Position annotation records:
◆ ◆ ◆ ◆ ◆
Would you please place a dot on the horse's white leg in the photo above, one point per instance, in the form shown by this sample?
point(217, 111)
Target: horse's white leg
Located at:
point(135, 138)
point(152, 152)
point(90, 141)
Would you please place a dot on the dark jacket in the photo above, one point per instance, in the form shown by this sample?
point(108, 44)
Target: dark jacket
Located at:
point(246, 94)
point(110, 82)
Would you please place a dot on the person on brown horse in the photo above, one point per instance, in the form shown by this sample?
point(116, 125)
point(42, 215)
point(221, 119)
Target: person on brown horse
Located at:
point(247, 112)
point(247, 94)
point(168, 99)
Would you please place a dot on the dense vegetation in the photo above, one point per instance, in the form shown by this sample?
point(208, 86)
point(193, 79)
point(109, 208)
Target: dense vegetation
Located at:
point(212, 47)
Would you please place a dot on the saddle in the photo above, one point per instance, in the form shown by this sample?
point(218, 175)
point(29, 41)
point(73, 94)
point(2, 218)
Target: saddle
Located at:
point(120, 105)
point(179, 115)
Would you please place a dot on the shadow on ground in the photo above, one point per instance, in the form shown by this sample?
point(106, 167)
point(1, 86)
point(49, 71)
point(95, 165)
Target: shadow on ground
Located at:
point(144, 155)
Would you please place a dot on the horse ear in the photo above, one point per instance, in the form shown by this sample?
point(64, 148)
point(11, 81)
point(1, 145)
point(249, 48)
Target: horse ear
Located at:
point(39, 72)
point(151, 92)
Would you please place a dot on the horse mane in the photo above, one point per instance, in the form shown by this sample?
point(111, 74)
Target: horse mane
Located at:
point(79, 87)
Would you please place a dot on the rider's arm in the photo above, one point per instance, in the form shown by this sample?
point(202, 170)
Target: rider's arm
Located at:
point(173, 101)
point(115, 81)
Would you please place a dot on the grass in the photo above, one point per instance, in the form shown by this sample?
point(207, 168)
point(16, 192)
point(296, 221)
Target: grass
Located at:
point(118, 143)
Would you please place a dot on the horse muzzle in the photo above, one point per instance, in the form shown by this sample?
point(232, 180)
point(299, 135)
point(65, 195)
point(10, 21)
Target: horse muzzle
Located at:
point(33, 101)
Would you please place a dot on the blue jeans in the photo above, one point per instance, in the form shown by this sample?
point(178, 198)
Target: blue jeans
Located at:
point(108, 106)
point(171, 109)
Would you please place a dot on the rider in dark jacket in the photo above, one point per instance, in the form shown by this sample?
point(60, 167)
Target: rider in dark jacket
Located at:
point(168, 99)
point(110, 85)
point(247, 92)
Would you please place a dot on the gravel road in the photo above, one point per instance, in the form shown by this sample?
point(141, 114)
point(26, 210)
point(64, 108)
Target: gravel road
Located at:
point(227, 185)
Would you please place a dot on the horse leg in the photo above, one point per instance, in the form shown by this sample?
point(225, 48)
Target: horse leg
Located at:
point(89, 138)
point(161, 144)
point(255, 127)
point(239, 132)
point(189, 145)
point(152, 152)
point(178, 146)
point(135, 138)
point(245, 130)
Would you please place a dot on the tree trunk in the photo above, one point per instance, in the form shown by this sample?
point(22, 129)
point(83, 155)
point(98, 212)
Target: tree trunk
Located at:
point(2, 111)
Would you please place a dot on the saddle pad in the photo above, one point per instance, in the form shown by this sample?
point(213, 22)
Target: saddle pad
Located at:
◆ ◆ ◆ ◆ ◆
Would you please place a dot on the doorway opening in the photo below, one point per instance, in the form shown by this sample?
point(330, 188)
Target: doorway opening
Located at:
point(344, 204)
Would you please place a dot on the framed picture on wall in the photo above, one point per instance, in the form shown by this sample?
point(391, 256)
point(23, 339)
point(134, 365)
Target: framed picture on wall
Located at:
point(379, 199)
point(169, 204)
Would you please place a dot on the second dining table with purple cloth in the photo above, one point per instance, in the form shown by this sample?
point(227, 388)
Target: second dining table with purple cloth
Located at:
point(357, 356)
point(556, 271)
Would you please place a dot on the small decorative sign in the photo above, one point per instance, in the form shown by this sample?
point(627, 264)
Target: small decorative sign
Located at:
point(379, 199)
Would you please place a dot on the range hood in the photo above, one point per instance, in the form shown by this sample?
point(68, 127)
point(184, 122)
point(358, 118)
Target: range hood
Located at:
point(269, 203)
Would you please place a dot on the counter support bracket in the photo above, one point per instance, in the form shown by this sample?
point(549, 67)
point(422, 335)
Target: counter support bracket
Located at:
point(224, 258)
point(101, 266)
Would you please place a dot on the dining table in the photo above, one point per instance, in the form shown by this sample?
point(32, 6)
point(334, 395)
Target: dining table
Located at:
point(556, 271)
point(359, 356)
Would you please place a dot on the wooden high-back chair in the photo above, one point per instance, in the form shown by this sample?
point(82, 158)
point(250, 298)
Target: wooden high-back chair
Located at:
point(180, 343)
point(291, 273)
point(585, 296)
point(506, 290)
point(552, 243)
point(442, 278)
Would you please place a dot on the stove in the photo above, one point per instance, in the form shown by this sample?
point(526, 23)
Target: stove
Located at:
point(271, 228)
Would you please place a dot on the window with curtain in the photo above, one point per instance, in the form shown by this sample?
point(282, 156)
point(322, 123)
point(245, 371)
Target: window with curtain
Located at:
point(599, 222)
◆ ◆ ◆ ◆ ◆
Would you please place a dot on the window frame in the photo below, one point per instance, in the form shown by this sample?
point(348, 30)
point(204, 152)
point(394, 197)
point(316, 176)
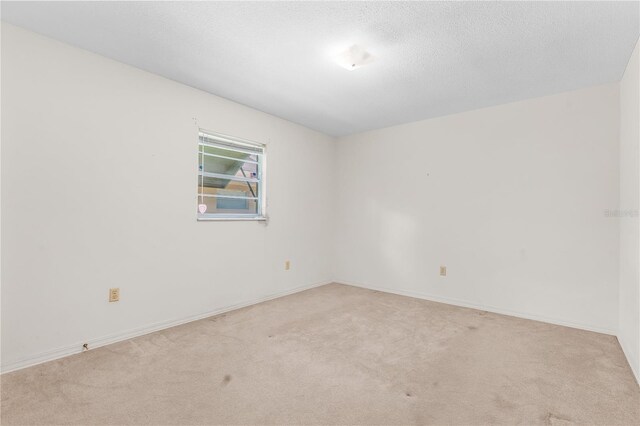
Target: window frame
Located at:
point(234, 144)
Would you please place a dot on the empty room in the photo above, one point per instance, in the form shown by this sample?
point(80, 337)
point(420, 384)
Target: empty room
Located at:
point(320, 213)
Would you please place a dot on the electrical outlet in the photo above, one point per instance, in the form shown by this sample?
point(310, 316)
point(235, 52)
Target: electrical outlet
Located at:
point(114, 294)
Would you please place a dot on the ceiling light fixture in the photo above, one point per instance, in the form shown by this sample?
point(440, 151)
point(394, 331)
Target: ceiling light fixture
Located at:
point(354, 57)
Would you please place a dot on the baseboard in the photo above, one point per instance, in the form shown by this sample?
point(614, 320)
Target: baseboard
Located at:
◆ ◆ ◆ ◆ ◆
• DIRECTIONS
Turn the lines between the one containing "Would you please place a dot on the framed" and the one containing "point(169, 204)", inclusive, into a numbered list, leaving out any blank lines.

• SOLUTION TO THIS PROBLEM
1. Would you please place a dot on the framed picture on wall in the photo above, one point per instance, in the form shown by this sample?
2. point(391, 256)
3. point(23, 339)
4. point(134, 365)
5. Target: framed picture on wall
6. Located at:
7. point(379, 199)
8. point(169, 204)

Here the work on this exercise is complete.